- _ИСХОДНЫЙ ТЕКСТ_:
* * *
Анна Зайчикова, Светлана Зайчикова «Деревня моя»
Рубрика Россия крестьянская
Саратовская область,
с.Успенка,
гидромелиоративный техникум
г.Пугачева, 1-й курс
Научный руководитель К.П.Лысяная
Третья премия
Я и моя сестра живем в селе. Здесь наши корни. Успенка – обычное село, как и все села Заволжья. Но Успенка – наша родина. Нам важно понять, какой она будет завтра. Понять день завтрашний можно, если мы поймем день минувший.
Успенка вчера
Справка: «Успенка – село в Пугачевском районе, на берегу р.Большой Иргиз. Названо по религиозно-культовому празднику (Успение, Успеньев день). Село основано в начале XVIII в.»1. В краеведческом музее г.Пугачева нам уточнили: «Село основали в 1862 году рабочие Рябинского чугунолитейного завода Пензенской губернии. Завод был казенный, т.е. принадлежал государству, или, как тогда говорили, “казне”, и сдавался в аренду разным лицам. При последнем арендаторе Селезневе остатки леса вокруг завода были вырублены на уголь, и дрова для производства, руду добывали с великим трудом. С 1860 года рабочие остались совсем без дела… Тогда правительство разрешило им облюбовать себе землю и заняться хлебопашеством. Миром выбрали ходоков, наказали им подыскать новое место для жилья, чтобы река была и землей привольно. Таким привольем для ходоков… оказалась заволжская земля… Бескрайние ковыльные просторы… Весной 1862 года переселенцы прибыли на место. Первое время жили в землянках, но… с помощью казны, выдававшей по 90 руб. на семью, стали обзаводиться домами. Новое поселение сразу же получило неофициальное название – Новички, поскольку это было самое молодое поселение среди прочих… Оно не удовлетворило вкусы местных земских деятелей своим откровенно “мужичьим” происхождением. В 1884 году в селе заложили церковь в день религиозного праздника Успение. Отсюда теперешнее название – Успенка».
Село жило, как и все села Заволжья. Засуха, суховеи, неурожаи, голод. В краеведческом музее нам дали статистическую справку: 1887 год – неурожай, не собрано ни одного колоска. 1888 год – вновь неурожай. 1890 год – суховей.
«После праздника Троицы началась жара, чем весь хлеб, по выражению крестьян, сварило, на все село остались только две лошади» – так записано со слов жителей села в «Истории Успенки», которая хранится в сельсовете.
Но постепенно крестьянскими усилиями деревня оживала, укреплялась, росла. Вот данные, какой стала деревня перед Октябрьской революцией 1917 года: 318 дворов, в которых проживало 2014 человек. В личных хозяйствах имелось 905 лошадей, 725 голов крупного рогатого скота, 2123 овцы, 533 свиньи, две козы. Сеяли рожь – 500 десятин; ячменя – 100 десятин; посевы пшеницы не указаны. Урожайность: рожь – 50 пудов (8 ц); пшеница – 25 пудов (4 ц); ячмень – 40 пудов (6,4 ц). В селе крестьян-бедняков – 60%, а середняков и зажиточных – 40%.
В деревне были церковь и церковно-приходская школа.
* * *
- _ПРЕДОСТАВЛЕННЫЕ ДАННЫЕ_:
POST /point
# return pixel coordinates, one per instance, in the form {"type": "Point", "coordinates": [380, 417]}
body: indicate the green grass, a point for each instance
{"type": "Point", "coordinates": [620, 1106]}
* * *
- _ПОСТАВЛЕННОЕ ЗАДАНИЕ_: Повторите дословно фрагмент текста об истории Успенки, начиная со слов «Село жило, как» и заканчивая словами «год – суховей.». Данные здесь никак не используются.

- _ПОЛНЫЙ ОТВЕТ_:
Село жило, как и все села Заволжья. Засуха, суховеи, неурожаи, голод. В краеведческом музее нам дали статистическую справку: 1887 год – неурожай, не собрано ни одного колоска. 1888 год – вновь неурожай. 1890 год – суховей.